Given instruction =
Extract every line of the rows below that contains the string "hair", copying each one in full.

Provided data =
------------------------------------
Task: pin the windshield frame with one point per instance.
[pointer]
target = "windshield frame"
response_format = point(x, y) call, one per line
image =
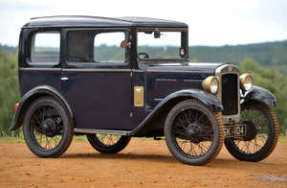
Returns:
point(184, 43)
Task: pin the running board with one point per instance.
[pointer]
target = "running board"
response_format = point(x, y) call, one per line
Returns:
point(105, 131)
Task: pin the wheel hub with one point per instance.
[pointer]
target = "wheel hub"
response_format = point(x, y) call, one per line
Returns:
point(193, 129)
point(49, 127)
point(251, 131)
------------------------------------
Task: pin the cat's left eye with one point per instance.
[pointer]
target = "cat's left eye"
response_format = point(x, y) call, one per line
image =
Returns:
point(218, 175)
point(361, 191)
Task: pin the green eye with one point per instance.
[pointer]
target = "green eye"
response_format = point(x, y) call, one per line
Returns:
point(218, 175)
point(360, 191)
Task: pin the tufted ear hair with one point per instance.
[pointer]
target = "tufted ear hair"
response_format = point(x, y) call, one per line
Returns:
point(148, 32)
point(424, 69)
------------------------------------
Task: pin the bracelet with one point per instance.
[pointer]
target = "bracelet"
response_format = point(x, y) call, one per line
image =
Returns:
------------------------------------
Exercise output =
Task: pin the tufted ear hair with one point per instance.
target = "tufted ear hair"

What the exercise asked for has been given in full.